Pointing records
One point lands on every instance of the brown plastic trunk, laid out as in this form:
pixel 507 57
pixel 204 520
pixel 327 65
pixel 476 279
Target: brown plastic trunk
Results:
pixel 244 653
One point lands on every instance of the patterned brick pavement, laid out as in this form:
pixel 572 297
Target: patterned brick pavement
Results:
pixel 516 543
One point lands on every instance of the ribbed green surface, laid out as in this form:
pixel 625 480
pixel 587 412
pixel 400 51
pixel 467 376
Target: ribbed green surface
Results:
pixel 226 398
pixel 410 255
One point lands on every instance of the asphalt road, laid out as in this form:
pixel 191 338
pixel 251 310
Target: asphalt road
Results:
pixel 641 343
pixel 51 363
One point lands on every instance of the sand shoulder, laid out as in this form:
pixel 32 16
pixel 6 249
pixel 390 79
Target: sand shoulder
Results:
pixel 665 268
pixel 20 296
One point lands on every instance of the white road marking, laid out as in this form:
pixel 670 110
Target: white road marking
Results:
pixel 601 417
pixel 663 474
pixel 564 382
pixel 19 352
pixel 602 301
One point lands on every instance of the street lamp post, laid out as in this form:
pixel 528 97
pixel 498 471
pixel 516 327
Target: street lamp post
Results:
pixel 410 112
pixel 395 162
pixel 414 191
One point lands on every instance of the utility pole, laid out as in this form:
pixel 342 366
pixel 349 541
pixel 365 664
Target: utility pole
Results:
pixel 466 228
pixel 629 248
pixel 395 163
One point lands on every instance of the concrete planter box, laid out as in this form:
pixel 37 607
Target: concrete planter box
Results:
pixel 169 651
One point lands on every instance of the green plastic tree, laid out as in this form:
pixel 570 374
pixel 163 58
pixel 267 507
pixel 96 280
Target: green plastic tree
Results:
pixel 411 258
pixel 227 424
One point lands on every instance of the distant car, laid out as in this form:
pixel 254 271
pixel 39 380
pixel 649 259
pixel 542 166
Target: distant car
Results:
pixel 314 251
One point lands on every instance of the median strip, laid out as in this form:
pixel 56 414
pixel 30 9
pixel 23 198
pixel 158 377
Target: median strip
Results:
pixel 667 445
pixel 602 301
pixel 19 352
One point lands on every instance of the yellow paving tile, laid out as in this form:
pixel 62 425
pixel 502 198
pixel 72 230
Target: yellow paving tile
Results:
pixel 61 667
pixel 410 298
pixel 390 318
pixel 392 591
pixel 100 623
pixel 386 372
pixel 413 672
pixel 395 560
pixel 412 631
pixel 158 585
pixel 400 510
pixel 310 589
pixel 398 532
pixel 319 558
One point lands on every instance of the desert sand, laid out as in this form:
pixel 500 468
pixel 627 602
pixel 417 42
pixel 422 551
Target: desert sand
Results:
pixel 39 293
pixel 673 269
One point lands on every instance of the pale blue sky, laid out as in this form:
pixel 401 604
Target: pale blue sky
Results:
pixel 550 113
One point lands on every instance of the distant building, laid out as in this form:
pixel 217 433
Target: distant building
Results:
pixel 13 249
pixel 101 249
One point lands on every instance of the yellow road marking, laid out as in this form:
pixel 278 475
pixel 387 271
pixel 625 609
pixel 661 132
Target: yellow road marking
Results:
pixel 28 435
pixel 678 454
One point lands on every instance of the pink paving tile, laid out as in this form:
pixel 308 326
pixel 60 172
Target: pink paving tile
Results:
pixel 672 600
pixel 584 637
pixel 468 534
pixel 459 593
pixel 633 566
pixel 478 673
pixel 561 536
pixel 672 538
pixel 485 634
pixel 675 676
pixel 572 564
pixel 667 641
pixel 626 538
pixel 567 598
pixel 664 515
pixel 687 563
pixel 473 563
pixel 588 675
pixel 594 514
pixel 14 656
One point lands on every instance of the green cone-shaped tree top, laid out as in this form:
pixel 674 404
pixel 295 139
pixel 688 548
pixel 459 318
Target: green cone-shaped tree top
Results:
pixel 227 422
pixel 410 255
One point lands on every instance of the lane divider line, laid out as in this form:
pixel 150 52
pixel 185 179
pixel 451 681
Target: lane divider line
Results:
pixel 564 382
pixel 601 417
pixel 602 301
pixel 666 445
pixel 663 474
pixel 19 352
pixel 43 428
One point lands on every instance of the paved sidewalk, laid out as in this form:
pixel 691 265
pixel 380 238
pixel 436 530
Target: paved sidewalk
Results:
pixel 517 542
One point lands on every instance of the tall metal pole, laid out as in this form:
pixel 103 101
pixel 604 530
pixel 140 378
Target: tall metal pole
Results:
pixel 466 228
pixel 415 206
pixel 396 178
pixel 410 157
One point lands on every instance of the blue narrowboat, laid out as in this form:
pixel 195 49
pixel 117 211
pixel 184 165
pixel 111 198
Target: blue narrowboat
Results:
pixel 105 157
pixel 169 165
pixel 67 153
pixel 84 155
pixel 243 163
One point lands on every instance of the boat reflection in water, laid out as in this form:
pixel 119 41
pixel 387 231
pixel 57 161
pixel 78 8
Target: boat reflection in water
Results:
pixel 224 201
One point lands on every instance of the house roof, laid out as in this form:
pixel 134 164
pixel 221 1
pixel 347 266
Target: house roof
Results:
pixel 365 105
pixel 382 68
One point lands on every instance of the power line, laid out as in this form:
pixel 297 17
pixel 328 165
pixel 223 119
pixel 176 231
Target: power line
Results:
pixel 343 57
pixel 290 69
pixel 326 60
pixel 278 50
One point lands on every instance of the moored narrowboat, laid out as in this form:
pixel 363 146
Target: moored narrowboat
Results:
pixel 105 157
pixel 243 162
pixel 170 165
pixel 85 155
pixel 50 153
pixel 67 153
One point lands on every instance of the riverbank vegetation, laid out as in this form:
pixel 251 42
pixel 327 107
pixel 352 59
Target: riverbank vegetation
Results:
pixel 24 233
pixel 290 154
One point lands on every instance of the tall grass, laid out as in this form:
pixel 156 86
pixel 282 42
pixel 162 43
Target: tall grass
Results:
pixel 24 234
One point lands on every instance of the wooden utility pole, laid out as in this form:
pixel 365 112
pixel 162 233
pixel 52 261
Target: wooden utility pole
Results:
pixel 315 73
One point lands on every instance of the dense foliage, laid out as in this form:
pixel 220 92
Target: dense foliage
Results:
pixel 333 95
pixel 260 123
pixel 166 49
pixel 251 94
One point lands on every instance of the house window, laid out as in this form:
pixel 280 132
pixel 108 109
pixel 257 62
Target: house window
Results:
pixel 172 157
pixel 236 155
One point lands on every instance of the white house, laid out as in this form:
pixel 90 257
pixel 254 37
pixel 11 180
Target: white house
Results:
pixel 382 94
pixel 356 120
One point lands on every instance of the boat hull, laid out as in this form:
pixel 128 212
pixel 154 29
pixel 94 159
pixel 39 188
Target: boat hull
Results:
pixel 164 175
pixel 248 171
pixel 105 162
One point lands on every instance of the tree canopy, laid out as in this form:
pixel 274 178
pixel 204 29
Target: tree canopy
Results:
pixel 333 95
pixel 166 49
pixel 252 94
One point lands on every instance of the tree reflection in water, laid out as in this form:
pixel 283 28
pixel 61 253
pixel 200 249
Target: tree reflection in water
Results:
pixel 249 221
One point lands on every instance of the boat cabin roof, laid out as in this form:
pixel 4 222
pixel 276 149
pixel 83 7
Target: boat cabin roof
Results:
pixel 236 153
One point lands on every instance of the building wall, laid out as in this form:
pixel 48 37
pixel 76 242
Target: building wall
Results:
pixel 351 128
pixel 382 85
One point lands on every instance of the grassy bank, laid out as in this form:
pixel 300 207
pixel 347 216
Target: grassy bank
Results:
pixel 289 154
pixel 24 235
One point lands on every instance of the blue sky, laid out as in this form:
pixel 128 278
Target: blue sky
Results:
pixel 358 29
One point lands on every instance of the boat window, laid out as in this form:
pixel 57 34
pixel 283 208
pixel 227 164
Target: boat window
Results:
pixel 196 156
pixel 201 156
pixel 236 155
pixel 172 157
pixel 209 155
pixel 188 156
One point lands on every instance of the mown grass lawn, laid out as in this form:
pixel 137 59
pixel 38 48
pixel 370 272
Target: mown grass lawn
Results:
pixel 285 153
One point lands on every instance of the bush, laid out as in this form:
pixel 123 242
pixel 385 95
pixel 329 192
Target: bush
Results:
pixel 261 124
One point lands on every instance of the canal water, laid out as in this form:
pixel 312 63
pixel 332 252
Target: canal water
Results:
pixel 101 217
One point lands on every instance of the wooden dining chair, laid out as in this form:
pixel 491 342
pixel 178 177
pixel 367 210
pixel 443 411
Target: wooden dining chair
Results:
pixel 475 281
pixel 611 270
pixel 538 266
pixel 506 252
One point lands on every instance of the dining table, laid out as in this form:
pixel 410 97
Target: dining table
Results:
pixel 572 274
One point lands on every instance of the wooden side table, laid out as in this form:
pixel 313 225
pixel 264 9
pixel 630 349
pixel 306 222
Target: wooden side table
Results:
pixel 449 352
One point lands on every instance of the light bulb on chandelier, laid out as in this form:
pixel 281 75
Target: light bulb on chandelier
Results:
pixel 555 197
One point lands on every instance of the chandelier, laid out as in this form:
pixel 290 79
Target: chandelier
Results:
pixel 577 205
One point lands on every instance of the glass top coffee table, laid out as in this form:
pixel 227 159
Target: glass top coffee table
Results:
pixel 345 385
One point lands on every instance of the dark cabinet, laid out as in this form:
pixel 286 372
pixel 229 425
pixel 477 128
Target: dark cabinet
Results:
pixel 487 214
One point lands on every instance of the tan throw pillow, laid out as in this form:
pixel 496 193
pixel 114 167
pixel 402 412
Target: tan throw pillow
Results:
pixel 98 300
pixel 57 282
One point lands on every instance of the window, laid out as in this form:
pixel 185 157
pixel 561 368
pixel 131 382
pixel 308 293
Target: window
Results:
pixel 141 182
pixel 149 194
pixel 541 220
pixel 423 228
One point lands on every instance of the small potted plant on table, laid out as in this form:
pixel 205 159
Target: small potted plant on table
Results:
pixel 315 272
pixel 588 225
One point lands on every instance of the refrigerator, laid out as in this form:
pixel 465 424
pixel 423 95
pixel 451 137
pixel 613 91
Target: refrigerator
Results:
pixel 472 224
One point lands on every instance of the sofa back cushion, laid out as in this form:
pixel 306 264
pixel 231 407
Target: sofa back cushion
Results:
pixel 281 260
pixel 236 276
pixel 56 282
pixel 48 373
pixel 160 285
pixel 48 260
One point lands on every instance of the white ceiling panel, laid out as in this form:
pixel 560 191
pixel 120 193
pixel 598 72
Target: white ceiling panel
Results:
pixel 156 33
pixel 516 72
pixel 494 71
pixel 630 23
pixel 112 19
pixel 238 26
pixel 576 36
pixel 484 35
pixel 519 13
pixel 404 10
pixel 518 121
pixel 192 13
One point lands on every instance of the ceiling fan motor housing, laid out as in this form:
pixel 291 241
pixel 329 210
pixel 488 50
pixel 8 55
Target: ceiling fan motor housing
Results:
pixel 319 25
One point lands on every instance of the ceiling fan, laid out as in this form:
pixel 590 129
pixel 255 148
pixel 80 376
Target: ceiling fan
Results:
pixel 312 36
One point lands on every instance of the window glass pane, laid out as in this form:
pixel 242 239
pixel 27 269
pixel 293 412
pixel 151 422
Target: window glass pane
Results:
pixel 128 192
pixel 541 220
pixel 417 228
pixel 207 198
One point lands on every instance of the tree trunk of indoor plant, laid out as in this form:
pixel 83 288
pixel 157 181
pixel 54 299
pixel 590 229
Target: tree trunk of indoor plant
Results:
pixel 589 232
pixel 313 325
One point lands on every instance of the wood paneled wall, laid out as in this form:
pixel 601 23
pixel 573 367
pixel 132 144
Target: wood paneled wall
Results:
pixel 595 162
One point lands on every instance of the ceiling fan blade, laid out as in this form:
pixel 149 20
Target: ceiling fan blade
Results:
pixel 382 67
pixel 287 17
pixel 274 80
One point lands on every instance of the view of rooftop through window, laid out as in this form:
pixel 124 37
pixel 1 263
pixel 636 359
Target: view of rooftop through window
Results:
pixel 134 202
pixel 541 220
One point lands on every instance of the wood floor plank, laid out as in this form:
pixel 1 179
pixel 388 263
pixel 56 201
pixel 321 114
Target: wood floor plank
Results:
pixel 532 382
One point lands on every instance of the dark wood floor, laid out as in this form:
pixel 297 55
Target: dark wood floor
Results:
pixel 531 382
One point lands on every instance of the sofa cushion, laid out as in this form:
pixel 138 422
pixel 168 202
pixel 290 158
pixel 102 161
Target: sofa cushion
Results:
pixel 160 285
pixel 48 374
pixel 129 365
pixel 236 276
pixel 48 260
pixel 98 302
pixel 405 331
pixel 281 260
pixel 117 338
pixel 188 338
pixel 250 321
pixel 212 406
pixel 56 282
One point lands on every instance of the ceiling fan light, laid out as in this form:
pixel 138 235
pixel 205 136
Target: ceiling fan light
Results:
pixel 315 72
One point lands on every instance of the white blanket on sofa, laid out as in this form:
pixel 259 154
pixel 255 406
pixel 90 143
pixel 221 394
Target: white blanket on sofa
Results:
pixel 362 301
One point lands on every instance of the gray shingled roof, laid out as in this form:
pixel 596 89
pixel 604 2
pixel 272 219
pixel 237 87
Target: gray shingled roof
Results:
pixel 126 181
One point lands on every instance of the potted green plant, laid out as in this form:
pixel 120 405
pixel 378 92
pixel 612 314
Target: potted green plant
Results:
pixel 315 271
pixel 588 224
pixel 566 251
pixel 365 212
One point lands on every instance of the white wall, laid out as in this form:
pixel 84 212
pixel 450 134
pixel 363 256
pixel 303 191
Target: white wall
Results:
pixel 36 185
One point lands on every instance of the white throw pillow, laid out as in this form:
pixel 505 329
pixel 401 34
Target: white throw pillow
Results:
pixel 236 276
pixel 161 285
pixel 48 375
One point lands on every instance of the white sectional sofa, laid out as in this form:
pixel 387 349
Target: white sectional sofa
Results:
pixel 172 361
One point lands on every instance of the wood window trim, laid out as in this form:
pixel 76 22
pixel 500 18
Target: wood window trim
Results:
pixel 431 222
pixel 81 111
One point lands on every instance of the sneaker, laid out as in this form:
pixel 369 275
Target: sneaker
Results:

• PROBLEM TO SOLVE
Rewrite the stretch of the entries from the line containing "One point lands on every instance of the concrete" through the line containing "pixel 678 454" as a numbered list, leaving out any blank lines.

• RESULT OF THIS TASK
1. One point lands on every instance of the concrete planter box, laid out as in this form:
2. pixel 37 607
3. Target: concrete planter box
4. Results:
5. pixel 169 651
6. One point lands on every instance of the green plastic tree, laid out as in this form:
7. pixel 570 374
8. pixel 163 58
9. pixel 267 507
10. pixel 96 280
11. Target: green plastic tree
12. Results:
13. pixel 411 258
14. pixel 227 424
15. One point lands on every instance of the distant car, laid out as in this form:
16. pixel 254 271
17. pixel 39 380
18. pixel 649 259
19. pixel 542 166
20. Target: distant car
21. Results:
22. pixel 314 251
23. One point lands on every instance of the median strip, laid out as in this form:
24. pixel 56 414
25. pixel 30 9
26. pixel 23 198
27. pixel 158 377
28. Target: median strip
29. Results:
30. pixel 667 445
31. pixel 602 301
32. pixel 19 352
33. One point lands on every instance of the yellow paving tile, laid out as in this form:
34. pixel 62 425
35. pixel 502 198
36. pixel 72 230
37. Target: yellow paving tile
38. Results:
39. pixel 61 667
40. pixel 410 298
41. pixel 390 318
42. pixel 392 591
43. pixel 100 623
44. pixel 386 372
45. pixel 413 672
46. pixel 395 560
47. pixel 412 631
48. pixel 158 585
49. pixel 400 510
50. pixel 310 589
51. pixel 398 532
52. pixel 319 558
53. One point lands on every instance of the desert sand, laid out as in this form:
54. pixel 500 468
55. pixel 627 602
56. pixel 417 42
57. pixel 422 551
58. Target: desert sand
59. Results:
60. pixel 39 293
61. pixel 673 269
62. One point lands on every instance of the pale blue sky, laid out as in this form:
63. pixel 401 604
64. Target: pale blue sky
65. Results:
66. pixel 550 113
67. One point lands on every instance of the distant building, laid out as in this form:
68. pixel 217 433
69. Target: distant building
70. Results:
71. pixel 13 249
72. pixel 101 249
73. One point lands on every instance of the yellow road marking, laid out as in this form:
74. pixel 278 475
75. pixel 387 271
76. pixel 625 609
77. pixel 661 132
78. Target: yellow road marking
79. Results:
80. pixel 28 435
81. pixel 678 454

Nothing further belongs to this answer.